Problems to solve:
1) According to the abstract on cardiac resynchronization therapy, about what share of patients receiving CRT do not respond to it?
2) Set down the abstract on cardiac resynchronization therapy word for word, from "Context: Cardiac resynchronization" up to and including "in dyssynchronization patterns.".

Text block:
__________

Model-based and Unsupervised Machine-learning Approaches for the Characterization of Responder Profiles for Cardiac Resynchronization Therapy

Marion Taconné1, Virginie Le Rolle2, Alban Gallard2, Kimi Owashi3, Adrien al Wazzan3, Elena Galli3, Jens-Uwe Voigt4, Jurgen Duchenne4, Otto Smiseth5, Erwan Donal3, Alfredo Hernandez6
1LTSI INSERM, 2LTSI - INSERM U1099 - Université de Rennes 1, 3Univ Rennes, CHU Rennes, Inserm, LTSI – UMR 1099, F-35000 Rennes, France, 4Department of Cardiovascular Disease, KU Leuven, Leuven, Belgium, 5Center for Cardiological Innovation and Department of Cardiology, Oslo University Hospital, Oslo, Norway, 6INSERM - LTSI U 1099


Context: Cardiac resynchronization therapy (CRT) has emerged as a recognized treatment option in patients suffering from systolic heart failure with reduced ejection fraction and a bundle branch block. Unfortunately, around 30% of patients receiving CRT do not respond to this therapy. Imaging techniques such as echocardiography have established relations between CRT response and cardiac mechanical dyssynchronies, but the interpretation remains difficult due to the great heterogeneity in dyssynchronization patterns.

__________

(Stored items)

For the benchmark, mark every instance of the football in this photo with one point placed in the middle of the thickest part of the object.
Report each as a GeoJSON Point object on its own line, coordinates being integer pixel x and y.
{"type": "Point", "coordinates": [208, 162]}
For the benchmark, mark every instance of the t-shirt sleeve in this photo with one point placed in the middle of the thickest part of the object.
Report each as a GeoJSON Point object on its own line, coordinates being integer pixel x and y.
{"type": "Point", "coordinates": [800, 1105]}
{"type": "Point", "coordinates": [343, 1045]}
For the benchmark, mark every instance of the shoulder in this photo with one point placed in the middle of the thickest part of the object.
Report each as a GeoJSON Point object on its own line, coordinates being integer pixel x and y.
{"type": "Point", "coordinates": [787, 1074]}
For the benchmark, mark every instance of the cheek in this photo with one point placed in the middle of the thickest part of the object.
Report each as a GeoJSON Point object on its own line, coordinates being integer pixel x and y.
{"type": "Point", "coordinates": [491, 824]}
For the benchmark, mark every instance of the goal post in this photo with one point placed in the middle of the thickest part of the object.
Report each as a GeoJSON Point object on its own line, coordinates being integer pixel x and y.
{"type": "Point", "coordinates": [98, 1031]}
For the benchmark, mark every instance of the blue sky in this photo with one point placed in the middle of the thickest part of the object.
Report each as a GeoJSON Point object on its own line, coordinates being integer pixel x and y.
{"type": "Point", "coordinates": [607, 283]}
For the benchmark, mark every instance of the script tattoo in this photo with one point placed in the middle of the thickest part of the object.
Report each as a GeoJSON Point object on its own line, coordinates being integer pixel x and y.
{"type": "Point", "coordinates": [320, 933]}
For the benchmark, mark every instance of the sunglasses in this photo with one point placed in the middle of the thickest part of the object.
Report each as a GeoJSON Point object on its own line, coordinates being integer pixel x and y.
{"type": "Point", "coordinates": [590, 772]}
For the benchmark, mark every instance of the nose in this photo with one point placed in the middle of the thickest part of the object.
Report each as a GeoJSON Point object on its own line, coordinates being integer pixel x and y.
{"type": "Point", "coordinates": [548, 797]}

__________

Expected outputs:
1) Around 30% of patients receiving CRT do not respond to the therapy.

2)
Context: Cardiac resynchronization therapy (CRT) has emerged as a recognized treatment option in patients suffering from systolic heart failure with reduced ejection fraction and a bundle branch block. Unfortunately, around 30% of patients receiving CRT do not respond to this therapy. Imaging techniques such as echocardiography have established relations between CRT response and cardiac mechanical dyssynchronies, but the interpretation remains difficult due to the great heterogeneity in dyssynchronization patterns.